[Opening Passage shown section]
Sense and sensibility
How worried should a school or college be if a parent brings a case against it in court? As long as it has taken proper precautions, the situation is not as dire as it might seem.
'Better drowned than duffers. If not duffers won't drown.' Swallows and Amazons
Unfortunately, a dream parental consent form like this one from Commander Walker to his children belongs to fiction. Most deputies, even if they did receive it, would repeat the mantra, "We live in an increasingly litigious society", and ask a teacher to check the risk assessment.
Actually, the position for schools is better than it looks. Statistically, society is not more litigious. And to get compensation you need money and a case. Constraints on legal aid make the money hard to come by even with 'no win, no fee' and the standard that must be met to win a case is high.
However, schools are open to litigation, both civil and criminal, and the shifting boundaries of legal responsibility between governors, heads and local authorities put school leaders more at risk, if only for having failed their employers. "Here's a fine mess you've got me into," is a quick route to a P45.
A child knocked down on a foreign trip; the school minibus crashing; failure to diagnose a special educational need; entering children for the wrong exam; staff member's work-induced stress; allowing football to be played in the school yard; each might lead to a civil case.
What binds these disparate issues together is the concept that the lawyers call 'tort'. However, to make good a claim there has to be damage, essentially quantifiable in cash. The action of the defendant has to be directly related to the harm. If cause and effect are too remote from each other, or if some other factor impinges on the result, the claim may fail.
[Closing Passage shown section]
[Opening Data to examine section]
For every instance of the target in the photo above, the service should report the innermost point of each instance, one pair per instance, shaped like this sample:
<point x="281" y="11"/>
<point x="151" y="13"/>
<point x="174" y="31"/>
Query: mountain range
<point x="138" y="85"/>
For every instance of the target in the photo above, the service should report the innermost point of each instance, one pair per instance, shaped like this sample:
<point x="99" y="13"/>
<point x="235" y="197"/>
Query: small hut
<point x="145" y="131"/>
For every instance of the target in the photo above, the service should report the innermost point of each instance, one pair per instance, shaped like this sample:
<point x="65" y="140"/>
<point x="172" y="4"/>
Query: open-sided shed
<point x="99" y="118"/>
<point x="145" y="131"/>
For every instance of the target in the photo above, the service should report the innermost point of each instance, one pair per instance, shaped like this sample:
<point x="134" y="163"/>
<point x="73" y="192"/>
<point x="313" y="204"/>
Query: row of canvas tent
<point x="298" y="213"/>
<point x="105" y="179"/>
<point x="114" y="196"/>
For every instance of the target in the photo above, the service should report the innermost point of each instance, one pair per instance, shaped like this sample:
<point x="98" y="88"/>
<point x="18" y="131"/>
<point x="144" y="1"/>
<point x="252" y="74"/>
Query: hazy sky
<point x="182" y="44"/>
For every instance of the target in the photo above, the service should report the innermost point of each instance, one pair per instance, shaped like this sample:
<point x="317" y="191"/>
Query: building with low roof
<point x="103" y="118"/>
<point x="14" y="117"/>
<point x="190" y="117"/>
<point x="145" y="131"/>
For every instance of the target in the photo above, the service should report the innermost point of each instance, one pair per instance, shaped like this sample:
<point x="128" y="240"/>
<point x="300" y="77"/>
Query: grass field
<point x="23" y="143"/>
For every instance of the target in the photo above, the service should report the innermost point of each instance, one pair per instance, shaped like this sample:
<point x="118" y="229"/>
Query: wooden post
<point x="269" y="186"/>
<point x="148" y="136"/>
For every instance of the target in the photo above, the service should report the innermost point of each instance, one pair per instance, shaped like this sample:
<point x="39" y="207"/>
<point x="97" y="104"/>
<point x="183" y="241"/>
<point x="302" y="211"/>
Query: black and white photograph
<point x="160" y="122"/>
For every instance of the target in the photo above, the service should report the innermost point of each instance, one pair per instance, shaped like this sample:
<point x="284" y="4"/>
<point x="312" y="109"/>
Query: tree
[Closing Data to examine section]
» Requirement 1
From the school litigation article, list each situation it names as one that might lead to a civil case.
» Requirement 2
According to the school litigation article, why is the position for schools better than it looks?
» Requirement 3
In the school litigation article, what concept do lawyers use to bind the various issues together?
The records play no part in this work.

» Task result 1
A child knocked down on a foreign trip; the school minibus crashing; failure to diagnose a special educational need; entering children for the wrong exam; a staff member's work-induced stress; allowing football to be played in the school yard.

» Task result 2
Statistically, society is not more litigious, and winning compensation takes both money and a case. Constraints on legal aid make the money hard to come by even with "no win, no fee," and the standard that must be met to win a case is high.

» Task result 3
Tort.